====== Data for analysis ======

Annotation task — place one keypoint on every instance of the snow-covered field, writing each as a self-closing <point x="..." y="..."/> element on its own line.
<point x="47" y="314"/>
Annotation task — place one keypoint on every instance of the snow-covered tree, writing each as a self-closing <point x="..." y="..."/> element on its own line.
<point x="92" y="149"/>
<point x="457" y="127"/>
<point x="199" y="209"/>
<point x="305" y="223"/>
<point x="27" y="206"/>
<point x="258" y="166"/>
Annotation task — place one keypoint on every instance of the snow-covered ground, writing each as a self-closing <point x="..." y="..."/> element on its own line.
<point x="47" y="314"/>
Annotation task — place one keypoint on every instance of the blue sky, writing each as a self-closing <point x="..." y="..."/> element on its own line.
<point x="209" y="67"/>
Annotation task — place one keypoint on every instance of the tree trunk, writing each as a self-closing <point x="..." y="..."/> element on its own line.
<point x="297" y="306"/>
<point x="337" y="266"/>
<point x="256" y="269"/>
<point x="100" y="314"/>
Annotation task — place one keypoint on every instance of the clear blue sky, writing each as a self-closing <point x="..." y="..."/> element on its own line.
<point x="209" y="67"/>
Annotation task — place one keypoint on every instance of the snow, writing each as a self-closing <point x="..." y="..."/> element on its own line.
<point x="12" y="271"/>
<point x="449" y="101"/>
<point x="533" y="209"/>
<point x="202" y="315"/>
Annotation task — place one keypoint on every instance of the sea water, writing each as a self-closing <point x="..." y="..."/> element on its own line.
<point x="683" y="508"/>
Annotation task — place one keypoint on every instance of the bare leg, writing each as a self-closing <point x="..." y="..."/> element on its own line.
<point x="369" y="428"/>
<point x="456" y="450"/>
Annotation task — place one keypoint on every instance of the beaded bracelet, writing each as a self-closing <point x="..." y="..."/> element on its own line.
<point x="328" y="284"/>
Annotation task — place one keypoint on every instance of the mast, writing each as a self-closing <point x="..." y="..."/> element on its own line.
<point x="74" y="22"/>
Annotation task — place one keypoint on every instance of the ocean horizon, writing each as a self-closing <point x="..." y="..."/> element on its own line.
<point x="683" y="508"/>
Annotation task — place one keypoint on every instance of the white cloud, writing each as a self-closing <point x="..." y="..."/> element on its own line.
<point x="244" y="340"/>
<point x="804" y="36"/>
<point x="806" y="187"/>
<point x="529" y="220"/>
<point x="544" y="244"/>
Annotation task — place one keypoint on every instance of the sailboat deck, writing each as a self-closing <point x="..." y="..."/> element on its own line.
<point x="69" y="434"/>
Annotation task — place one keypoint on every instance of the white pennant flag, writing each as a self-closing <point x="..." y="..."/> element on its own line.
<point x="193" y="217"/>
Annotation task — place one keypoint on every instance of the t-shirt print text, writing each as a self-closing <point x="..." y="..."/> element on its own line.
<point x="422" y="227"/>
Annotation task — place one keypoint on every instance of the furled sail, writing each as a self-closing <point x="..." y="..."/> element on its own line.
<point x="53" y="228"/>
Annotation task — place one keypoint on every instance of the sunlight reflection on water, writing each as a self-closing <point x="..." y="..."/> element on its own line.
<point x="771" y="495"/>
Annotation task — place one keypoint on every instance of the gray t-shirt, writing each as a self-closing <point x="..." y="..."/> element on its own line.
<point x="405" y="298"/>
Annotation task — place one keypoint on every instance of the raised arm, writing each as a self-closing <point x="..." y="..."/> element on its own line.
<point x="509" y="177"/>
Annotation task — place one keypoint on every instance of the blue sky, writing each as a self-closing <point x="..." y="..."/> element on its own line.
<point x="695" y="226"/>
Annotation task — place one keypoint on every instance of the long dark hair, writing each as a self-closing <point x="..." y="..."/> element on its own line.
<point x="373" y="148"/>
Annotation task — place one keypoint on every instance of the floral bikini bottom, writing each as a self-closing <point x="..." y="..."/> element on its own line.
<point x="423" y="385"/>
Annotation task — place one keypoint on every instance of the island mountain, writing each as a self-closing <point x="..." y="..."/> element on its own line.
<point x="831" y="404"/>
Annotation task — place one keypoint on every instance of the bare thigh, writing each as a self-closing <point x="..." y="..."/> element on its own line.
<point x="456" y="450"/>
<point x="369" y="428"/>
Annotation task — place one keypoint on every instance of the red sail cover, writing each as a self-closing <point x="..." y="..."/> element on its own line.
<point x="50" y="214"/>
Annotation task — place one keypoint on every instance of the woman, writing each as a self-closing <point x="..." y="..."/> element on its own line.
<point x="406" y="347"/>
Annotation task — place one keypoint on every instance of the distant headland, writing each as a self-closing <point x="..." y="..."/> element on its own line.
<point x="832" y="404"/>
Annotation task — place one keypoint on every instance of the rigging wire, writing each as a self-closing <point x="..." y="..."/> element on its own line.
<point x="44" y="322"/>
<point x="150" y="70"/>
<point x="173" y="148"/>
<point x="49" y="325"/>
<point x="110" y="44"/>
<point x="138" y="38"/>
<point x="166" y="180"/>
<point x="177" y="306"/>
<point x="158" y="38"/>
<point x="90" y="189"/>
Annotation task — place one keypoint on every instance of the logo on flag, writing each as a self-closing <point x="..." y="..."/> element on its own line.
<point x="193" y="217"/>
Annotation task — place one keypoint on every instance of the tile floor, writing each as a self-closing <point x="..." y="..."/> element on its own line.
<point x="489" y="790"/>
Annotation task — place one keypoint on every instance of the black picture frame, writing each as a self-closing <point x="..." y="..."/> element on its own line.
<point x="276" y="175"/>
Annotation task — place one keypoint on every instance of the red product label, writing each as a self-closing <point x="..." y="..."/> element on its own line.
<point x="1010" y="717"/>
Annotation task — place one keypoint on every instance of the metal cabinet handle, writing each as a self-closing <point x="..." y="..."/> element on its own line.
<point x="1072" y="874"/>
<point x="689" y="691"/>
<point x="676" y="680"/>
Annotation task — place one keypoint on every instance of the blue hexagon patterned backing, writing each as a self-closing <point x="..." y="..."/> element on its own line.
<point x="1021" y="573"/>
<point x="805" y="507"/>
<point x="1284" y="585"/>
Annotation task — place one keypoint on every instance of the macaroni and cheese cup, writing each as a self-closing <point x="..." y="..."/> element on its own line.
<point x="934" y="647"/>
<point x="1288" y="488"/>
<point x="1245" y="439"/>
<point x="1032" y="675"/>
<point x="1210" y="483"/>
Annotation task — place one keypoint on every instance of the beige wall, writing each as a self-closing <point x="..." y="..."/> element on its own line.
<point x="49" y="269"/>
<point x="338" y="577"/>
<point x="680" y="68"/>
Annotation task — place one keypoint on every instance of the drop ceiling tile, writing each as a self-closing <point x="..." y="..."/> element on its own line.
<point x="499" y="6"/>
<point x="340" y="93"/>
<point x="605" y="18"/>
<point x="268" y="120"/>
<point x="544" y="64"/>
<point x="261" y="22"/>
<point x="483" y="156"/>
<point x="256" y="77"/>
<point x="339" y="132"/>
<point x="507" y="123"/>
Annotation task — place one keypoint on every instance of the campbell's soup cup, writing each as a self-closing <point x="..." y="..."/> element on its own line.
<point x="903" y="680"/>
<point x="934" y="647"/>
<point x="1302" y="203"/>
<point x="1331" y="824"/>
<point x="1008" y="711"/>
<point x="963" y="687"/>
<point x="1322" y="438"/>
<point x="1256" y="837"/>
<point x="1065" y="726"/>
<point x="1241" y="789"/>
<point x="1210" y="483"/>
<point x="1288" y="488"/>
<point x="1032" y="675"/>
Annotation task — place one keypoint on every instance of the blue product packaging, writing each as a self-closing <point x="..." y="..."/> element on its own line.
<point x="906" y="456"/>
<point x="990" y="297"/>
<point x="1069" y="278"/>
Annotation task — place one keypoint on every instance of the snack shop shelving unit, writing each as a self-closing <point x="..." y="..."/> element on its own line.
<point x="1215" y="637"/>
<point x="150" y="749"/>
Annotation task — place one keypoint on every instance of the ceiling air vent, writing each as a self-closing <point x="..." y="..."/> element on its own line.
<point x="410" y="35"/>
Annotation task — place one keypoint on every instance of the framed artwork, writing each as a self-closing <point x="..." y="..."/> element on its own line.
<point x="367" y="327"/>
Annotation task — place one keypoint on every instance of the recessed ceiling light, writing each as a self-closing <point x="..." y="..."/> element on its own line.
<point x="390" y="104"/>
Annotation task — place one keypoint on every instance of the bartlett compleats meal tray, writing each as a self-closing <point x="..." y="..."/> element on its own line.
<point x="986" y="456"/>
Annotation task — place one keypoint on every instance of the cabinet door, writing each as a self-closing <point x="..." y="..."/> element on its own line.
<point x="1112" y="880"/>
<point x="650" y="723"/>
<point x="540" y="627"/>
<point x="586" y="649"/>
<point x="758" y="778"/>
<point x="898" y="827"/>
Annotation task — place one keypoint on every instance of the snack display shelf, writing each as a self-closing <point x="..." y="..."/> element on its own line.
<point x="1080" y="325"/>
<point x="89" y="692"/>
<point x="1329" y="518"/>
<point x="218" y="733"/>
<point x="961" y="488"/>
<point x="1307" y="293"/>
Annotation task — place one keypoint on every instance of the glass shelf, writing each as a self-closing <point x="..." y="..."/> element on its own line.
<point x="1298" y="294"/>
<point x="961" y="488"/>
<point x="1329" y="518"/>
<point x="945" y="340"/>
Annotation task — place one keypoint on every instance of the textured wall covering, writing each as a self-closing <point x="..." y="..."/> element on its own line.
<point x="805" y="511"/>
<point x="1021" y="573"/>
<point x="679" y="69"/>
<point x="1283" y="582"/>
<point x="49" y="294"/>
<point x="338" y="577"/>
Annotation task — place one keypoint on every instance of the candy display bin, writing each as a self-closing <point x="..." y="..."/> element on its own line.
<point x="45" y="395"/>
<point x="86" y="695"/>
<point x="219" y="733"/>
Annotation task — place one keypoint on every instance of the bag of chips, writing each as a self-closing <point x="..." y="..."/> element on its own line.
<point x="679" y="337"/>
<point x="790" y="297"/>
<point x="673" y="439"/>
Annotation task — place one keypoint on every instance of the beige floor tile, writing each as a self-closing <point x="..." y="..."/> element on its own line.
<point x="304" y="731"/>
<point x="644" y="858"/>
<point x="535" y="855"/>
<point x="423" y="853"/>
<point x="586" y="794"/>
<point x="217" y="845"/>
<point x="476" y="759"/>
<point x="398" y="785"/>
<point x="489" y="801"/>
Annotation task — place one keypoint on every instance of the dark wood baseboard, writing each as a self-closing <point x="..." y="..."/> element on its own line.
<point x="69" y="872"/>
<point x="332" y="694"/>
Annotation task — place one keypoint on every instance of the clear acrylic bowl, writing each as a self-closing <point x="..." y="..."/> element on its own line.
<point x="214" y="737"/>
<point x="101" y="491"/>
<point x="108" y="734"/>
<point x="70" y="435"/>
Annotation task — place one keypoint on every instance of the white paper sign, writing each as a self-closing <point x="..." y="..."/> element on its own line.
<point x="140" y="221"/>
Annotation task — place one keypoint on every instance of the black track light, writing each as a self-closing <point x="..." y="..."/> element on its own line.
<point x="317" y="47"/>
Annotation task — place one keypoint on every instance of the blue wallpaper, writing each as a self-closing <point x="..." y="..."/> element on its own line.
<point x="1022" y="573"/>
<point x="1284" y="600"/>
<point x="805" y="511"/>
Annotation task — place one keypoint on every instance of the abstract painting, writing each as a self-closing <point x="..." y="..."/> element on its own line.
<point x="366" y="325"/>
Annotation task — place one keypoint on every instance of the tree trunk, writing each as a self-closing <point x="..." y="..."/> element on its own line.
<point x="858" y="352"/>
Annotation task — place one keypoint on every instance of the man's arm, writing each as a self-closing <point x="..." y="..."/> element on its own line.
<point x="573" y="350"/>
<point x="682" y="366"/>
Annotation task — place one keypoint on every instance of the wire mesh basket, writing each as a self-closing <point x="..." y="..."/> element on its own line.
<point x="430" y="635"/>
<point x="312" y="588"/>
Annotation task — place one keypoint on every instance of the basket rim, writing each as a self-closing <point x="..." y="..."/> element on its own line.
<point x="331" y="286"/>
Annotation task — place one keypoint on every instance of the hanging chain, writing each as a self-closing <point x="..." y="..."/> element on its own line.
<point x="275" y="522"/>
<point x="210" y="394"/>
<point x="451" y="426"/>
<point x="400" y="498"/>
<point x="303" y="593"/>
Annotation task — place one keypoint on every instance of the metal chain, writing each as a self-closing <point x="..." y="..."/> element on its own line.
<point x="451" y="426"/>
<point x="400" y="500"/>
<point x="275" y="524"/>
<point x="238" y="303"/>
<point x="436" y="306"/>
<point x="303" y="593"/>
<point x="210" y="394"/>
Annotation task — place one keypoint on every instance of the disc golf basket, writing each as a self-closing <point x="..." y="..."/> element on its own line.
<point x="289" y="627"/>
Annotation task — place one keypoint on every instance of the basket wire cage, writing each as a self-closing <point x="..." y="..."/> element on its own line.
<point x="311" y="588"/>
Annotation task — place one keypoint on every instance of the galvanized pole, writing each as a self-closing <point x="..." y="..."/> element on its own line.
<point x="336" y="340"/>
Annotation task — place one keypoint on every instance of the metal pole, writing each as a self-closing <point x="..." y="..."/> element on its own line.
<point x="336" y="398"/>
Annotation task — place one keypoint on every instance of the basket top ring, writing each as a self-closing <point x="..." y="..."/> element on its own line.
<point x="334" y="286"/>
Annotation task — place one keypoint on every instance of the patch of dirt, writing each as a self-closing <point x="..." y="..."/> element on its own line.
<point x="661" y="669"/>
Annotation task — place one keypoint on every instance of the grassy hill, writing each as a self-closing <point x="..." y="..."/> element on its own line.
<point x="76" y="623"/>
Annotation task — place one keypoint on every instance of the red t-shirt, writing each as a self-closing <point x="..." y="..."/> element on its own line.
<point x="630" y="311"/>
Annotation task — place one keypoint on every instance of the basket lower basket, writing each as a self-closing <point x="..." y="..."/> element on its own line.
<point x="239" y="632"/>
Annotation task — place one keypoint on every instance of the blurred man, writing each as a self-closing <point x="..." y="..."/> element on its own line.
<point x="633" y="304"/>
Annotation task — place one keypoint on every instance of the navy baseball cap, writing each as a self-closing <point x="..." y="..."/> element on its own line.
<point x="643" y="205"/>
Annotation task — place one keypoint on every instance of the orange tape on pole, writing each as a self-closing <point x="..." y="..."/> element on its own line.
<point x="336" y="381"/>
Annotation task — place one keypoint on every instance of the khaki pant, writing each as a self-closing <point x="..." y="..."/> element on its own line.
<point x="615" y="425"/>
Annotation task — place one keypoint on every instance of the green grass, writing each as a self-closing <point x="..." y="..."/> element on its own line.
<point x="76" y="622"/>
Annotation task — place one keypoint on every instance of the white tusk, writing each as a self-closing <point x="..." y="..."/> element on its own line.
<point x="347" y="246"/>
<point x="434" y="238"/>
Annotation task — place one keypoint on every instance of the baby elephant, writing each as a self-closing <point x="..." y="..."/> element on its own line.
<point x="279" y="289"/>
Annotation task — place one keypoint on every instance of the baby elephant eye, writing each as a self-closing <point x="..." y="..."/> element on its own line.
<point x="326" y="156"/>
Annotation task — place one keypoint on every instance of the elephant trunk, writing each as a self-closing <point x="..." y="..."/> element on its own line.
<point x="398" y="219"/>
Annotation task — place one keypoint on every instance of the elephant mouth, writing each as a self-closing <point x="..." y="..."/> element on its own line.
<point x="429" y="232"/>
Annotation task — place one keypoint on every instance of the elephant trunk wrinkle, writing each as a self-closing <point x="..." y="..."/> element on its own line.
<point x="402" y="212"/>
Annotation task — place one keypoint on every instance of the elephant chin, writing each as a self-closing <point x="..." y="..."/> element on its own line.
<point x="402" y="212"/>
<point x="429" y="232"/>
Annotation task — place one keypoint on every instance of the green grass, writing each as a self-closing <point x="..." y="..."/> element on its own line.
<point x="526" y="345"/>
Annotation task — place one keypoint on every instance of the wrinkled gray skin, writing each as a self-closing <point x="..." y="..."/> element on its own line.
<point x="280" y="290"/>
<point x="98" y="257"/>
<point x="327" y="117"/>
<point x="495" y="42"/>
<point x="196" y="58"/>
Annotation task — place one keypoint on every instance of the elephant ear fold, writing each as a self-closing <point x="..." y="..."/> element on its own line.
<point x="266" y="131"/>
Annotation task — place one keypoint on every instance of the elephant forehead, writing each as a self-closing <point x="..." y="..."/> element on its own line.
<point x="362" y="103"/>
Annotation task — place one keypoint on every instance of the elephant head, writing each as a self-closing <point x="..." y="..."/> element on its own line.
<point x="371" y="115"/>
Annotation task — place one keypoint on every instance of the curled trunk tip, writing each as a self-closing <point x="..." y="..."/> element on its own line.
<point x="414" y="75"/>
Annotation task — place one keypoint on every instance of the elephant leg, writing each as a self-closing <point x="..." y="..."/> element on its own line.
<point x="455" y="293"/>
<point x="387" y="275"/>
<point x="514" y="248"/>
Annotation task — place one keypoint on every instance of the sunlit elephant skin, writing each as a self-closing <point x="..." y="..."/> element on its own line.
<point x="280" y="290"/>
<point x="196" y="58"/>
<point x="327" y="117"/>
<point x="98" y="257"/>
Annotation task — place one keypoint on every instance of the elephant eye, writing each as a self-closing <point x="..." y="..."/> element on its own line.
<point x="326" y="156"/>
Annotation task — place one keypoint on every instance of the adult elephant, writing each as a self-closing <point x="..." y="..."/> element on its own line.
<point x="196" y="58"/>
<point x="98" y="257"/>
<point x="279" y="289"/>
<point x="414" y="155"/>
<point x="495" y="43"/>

======

Look for "the elephant ear" in the records. Write out its line and every later line through the end exactly, with nothing more.

[Exercise answer]
Annotation task — place one keypoint on every instance of the elephant ear fold, writing each as a self-closing <point x="..." y="..."/> element on its own line.
<point x="266" y="131"/>
Annotation task — place one keypoint on every instance of the elephant forehead, writing each as a self-closing <point x="..." y="..."/> element on its own line.
<point x="362" y="103"/>
Annotation task — place one keypoint on every instance of the elephant head, writing each as a self-closing <point x="..." y="..."/> element on its own line.
<point x="371" y="115"/>
Annotation task — place one keypoint on every instance of the curled trunk tip, writing each as a self-closing <point x="..." y="..."/> element on its own line.
<point x="414" y="75"/>
Annotation task — place one keypoint on every instance of the elephant leg, writing each as a self-closing <point x="..." y="..."/> element on its own line.
<point x="455" y="293"/>
<point x="387" y="275"/>
<point x="514" y="248"/>
Annotation task — place one keypoint on every instance of the sunlit elephant skin, writing each as a self-closing <point x="..." y="..."/> element on its own line.
<point x="280" y="290"/>
<point x="196" y="58"/>
<point x="327" y="117"/>
<point x="98" y="257"/>
Annotation task — place one keypoint on every instance of the elephant eye, writing each as a self-closing <point x="..." y="..."/> element on its own line.
<point x="326" y="156"/>
Annotation task — place one keypoint on every instance of the adult elephant, writing each as a self-closing <point x="..." y="..."/> element on its own line.
<point x="196" y="58"/>
<point x="98" y="257"/>
<point x="279" y="289"/>
<point x="414" y="155"/>
<point x="495" y="43"/>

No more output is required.